— Dataset entries —
-- start --

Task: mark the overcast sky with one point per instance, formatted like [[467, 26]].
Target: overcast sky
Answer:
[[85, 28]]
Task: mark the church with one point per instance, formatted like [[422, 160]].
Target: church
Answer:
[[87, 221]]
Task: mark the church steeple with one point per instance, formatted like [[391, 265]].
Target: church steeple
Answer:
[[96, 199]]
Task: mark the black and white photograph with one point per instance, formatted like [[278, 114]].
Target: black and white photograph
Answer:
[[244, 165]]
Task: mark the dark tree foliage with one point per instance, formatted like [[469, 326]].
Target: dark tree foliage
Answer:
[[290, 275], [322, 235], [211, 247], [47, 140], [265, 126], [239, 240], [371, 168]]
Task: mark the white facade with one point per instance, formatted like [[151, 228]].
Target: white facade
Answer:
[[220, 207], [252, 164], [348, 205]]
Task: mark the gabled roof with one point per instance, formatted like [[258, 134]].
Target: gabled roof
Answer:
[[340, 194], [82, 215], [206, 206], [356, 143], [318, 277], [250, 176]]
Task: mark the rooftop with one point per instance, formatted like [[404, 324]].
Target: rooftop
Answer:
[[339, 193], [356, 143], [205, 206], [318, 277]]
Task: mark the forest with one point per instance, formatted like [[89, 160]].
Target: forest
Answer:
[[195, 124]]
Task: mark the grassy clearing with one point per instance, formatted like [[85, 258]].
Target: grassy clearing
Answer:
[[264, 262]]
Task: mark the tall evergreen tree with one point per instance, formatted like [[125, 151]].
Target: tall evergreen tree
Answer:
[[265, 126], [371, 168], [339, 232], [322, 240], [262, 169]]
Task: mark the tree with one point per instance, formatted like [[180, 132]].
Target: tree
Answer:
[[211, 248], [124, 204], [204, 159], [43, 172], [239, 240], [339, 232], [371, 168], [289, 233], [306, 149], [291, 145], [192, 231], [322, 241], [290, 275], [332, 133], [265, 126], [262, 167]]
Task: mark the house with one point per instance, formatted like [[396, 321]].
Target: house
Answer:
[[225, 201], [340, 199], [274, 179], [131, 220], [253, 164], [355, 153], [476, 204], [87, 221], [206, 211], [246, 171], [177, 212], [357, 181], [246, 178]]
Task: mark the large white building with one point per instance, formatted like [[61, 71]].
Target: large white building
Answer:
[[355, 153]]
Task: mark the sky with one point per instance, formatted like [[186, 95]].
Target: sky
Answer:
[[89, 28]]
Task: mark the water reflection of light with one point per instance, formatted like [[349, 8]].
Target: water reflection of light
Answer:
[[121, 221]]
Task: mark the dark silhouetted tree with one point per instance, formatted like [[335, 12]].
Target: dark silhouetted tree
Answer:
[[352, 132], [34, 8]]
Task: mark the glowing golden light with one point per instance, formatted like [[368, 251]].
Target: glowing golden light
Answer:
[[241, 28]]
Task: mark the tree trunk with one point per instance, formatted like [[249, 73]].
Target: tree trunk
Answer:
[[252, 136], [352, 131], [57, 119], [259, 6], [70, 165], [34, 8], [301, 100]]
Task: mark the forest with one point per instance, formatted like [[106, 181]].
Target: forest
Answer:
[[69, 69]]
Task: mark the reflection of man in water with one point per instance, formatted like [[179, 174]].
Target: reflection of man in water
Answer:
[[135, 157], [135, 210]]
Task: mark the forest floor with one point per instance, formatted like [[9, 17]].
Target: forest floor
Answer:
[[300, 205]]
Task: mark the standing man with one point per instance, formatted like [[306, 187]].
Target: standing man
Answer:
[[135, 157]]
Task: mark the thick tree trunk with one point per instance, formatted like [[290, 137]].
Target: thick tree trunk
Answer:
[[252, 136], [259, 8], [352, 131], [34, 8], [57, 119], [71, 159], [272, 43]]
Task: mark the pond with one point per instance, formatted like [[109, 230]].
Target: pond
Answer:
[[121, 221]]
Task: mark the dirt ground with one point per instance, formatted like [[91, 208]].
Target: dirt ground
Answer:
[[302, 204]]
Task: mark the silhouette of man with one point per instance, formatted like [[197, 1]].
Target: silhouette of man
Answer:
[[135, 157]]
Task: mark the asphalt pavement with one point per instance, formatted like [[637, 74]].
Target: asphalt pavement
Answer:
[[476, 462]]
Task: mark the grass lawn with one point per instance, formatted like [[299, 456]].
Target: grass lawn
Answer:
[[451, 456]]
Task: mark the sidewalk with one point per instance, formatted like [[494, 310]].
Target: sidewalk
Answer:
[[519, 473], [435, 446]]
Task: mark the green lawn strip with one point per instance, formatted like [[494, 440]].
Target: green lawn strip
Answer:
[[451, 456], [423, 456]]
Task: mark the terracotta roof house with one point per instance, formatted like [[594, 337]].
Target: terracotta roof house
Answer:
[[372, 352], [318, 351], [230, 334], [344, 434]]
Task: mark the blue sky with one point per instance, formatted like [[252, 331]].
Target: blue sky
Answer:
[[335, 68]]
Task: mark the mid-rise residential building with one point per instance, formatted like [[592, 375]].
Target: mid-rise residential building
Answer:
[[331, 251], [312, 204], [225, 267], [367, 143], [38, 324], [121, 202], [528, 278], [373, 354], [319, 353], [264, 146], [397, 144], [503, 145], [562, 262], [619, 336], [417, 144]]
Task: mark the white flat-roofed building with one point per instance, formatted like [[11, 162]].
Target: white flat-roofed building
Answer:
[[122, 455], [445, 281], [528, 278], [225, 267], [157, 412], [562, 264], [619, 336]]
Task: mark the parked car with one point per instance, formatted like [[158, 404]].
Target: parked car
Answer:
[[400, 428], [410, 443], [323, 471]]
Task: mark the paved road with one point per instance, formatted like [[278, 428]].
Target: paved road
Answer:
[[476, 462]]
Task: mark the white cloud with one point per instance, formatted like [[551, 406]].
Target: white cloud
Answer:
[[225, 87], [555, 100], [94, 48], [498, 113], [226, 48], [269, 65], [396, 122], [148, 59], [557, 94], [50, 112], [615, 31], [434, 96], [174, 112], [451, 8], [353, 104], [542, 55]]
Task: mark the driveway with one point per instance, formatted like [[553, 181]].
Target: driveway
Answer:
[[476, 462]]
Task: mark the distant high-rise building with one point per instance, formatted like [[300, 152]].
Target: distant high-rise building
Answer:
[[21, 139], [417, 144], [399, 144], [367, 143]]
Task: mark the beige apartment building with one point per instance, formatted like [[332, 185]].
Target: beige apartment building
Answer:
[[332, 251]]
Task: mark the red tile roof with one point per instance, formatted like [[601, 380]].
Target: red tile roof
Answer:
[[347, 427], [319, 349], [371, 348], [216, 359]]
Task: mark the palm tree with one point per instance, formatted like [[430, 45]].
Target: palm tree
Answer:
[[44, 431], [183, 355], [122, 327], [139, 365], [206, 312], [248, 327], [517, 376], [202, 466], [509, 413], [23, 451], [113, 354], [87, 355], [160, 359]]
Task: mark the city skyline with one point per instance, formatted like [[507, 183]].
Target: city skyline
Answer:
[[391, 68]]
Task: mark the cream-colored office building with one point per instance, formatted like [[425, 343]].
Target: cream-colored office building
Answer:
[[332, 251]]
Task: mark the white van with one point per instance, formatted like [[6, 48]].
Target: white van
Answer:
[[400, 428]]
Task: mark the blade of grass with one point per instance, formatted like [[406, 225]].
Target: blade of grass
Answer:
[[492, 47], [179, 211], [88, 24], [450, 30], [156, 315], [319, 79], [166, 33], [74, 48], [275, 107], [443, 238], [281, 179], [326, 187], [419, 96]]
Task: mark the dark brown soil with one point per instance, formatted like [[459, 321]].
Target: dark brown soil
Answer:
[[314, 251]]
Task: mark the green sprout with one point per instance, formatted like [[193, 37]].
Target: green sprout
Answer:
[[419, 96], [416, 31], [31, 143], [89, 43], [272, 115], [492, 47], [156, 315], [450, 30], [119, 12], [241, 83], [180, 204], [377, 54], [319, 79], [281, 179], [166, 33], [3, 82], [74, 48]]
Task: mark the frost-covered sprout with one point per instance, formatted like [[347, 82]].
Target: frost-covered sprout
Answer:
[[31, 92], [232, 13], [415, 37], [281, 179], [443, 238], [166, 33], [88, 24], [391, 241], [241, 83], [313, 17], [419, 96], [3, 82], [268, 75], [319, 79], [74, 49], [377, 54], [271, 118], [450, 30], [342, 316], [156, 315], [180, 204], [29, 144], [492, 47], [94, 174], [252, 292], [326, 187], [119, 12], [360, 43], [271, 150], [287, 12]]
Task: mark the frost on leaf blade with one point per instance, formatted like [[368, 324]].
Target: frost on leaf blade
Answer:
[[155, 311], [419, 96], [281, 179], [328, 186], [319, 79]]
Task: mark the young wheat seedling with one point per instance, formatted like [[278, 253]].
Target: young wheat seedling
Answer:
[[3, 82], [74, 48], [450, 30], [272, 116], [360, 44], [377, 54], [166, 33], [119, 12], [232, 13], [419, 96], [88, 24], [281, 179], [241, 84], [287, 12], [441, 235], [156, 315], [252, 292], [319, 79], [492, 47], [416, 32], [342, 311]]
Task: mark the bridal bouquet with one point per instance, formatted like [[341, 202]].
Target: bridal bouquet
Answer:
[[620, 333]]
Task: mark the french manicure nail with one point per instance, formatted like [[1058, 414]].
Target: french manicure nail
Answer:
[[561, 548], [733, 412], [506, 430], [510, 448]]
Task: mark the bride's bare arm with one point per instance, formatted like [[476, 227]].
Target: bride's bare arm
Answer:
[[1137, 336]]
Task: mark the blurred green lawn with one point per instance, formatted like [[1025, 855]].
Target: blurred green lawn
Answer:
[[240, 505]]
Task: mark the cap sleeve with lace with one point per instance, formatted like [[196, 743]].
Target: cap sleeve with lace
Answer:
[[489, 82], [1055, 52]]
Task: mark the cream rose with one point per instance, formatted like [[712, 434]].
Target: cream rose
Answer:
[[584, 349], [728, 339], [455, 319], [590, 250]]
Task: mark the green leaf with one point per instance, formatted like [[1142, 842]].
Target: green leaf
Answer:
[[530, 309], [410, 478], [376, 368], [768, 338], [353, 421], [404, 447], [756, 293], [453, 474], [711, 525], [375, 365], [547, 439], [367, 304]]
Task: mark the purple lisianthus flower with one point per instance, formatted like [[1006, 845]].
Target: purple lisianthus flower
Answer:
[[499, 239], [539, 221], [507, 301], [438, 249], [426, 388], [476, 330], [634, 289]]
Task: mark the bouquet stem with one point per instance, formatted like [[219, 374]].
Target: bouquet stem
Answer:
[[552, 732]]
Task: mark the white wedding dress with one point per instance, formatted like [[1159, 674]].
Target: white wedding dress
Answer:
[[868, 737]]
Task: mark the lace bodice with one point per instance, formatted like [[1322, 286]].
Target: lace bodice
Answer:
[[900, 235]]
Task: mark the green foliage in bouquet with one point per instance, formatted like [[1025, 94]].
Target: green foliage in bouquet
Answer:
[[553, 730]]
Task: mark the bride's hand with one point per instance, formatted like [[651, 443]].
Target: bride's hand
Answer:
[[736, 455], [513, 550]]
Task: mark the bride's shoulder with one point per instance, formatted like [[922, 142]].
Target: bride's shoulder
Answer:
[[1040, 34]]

-- end --

— Task goal —
Rewrite the lines from the one containing "Task: mark the house" through the one containing "8], [301, 100]]", both included. Multiply each point coordinate in the answers by 2.05 and round to a whole number, with halves rounding up; keep the numbers in the task lines and their format samples unchanged.

— Exercise solution —
Task: mark the house with one point per instance, formatted like [[396, 321]].
Target: house
Answer:
[[461, 412], [697, 408], [562, 367], [269, 451], [519, 336], [728, 314], [976, 418], [178, 453], [422, 433], [504, 351], [363, 435], [732, 371], [504, 365]]
Task: mark the large white building with one point per instance, formatted like [[61, 71]].
Target: large white building
Answer:
[[728, 314]]
Task: mark the sky with one point per instance, formatted like [[186, 95]].
Target: sky
Answer:
[[182, 57]]
Task: mark the water reflection of light with one point per instance, formatted like [[349, 8]].
Target: water reflection of light
Answer:
[[248, 453]]
Task: mark the dark silhouetted tree with one point per instance, formatted like [[335, 12]].
Target: dark silhouetted tree
Answer:
[[722, 271], [70, 16]]
Task: mark the glowing golden light with one point per instance, formatted like [[368, 251]].
Target: glowing golden light
Answer:
[[494, 57]]
Task: mark the tree trunk with one point per instance, formatted like [[249, 73]].
Target: tree trunk
Answer:
[[517, 279], [722, 269], [117, 244], [531, 12], [144, 338], [70, 16], [617, 205]]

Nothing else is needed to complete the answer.